[JOB] Pull out the lines of the records from the line that contains "white tabard, the" through the line that contains "[(19, 48), (18, 91), (15, 139)]", including both of those lines, and copy them word for word.

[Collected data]
_ _ _ _ _
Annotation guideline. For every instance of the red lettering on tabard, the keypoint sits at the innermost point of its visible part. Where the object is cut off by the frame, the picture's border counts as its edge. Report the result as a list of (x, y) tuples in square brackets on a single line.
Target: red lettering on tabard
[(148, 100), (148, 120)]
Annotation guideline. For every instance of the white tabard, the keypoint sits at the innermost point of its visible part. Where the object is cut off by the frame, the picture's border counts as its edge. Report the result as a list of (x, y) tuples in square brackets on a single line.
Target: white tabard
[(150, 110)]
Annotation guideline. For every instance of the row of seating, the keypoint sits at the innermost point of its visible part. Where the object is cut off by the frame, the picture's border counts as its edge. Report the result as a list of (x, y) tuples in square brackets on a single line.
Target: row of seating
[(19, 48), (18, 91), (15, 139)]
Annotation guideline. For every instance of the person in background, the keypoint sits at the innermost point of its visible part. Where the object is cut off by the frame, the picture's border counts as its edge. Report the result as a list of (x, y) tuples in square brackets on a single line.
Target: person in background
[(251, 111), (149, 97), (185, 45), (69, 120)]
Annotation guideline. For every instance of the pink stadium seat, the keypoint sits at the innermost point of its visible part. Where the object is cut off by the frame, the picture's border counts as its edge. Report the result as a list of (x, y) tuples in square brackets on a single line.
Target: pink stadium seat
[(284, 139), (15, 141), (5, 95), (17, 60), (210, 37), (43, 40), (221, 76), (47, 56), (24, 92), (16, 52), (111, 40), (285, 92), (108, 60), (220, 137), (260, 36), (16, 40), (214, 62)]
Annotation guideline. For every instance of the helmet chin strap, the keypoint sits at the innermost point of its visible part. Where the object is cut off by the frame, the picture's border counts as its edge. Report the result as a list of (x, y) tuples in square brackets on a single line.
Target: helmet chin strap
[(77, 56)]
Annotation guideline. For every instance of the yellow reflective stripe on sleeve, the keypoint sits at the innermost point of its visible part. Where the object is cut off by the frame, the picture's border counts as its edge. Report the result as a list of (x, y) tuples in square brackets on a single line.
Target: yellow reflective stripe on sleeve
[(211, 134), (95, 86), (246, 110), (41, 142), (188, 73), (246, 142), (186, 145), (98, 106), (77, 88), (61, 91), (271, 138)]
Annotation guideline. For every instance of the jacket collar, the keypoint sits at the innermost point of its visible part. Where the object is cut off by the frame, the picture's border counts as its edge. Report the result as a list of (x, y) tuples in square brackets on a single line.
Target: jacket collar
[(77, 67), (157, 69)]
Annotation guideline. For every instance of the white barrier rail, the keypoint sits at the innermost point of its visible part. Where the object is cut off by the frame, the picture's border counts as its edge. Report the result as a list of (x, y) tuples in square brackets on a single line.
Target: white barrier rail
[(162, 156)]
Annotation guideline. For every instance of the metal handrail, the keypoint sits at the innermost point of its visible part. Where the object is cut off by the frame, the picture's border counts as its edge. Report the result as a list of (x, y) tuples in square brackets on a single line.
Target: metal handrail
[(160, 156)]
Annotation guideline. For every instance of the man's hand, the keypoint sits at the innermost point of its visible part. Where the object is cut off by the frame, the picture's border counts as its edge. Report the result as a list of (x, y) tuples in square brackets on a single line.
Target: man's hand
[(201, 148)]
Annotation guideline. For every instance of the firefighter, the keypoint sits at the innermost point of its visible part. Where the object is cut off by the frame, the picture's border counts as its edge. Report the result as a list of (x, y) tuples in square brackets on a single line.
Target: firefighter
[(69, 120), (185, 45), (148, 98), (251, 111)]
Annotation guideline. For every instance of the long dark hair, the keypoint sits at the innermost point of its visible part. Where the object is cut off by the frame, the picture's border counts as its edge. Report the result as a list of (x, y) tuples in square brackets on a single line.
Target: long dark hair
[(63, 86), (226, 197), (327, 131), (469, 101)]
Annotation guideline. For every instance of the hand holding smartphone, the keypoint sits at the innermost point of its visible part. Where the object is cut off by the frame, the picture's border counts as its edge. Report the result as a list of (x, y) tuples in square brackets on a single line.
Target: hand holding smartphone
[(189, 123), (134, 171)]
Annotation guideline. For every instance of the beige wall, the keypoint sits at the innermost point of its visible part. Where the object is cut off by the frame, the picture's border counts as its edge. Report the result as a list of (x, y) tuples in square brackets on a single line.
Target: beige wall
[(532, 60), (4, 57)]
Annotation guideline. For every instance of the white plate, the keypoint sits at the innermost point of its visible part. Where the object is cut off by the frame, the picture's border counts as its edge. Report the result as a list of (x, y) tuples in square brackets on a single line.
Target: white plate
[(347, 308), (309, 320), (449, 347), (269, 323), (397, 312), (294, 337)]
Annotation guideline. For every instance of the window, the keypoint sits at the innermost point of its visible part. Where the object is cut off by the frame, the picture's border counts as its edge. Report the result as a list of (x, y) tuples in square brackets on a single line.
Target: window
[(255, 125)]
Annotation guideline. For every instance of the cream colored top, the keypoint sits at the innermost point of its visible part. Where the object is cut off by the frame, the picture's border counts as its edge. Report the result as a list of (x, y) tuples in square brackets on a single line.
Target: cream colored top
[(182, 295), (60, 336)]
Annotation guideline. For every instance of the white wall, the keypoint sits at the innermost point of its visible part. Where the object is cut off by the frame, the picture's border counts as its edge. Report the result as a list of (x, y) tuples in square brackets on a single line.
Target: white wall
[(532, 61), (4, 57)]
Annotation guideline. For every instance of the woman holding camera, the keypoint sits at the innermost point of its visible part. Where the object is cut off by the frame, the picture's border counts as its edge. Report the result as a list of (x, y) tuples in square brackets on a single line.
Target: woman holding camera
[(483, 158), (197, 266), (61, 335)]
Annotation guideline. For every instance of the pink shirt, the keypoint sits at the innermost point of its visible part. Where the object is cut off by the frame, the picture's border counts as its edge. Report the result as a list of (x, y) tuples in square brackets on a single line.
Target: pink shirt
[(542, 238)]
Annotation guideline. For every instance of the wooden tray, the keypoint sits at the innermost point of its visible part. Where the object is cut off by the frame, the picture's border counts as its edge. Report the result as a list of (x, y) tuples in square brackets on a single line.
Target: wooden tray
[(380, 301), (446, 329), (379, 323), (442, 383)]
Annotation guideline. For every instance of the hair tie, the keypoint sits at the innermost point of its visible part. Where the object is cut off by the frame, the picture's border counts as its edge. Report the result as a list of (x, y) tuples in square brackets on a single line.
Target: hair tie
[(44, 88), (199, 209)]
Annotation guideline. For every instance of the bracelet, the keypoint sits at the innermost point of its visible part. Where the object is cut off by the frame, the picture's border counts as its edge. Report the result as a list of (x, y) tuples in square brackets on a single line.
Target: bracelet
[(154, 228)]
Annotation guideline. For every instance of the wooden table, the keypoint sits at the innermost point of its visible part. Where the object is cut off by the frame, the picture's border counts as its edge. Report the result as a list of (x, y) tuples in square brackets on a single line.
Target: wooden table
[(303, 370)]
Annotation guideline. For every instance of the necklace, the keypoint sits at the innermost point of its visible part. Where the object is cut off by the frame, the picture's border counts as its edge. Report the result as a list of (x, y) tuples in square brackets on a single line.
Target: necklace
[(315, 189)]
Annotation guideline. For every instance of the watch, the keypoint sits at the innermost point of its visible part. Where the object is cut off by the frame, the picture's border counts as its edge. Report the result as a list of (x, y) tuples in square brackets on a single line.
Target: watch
_ _ _ _ _
[WRITTEN RESPONSE]
Annotation guideline. For every instance of the white tabard, the keypoint sits at the innermost point of its visible part. Where the object is cut off by the frame, the picture's border counts as its edge. Report the result as a list of (x, y) tuples in square brackets on a single line.
Target: white tabard
[(150, 110)]
Annotation guideline. For every instance of the row of seating, the keypoint sits at the innermost point of its visible part. Where the object is cut off by the frame, the picture's border counts as its edge. Report the result as a list of (x, y) tuples in square brackets on a single line.
Target: row of seating
[(19, 48), (18, 91), (15, 139)]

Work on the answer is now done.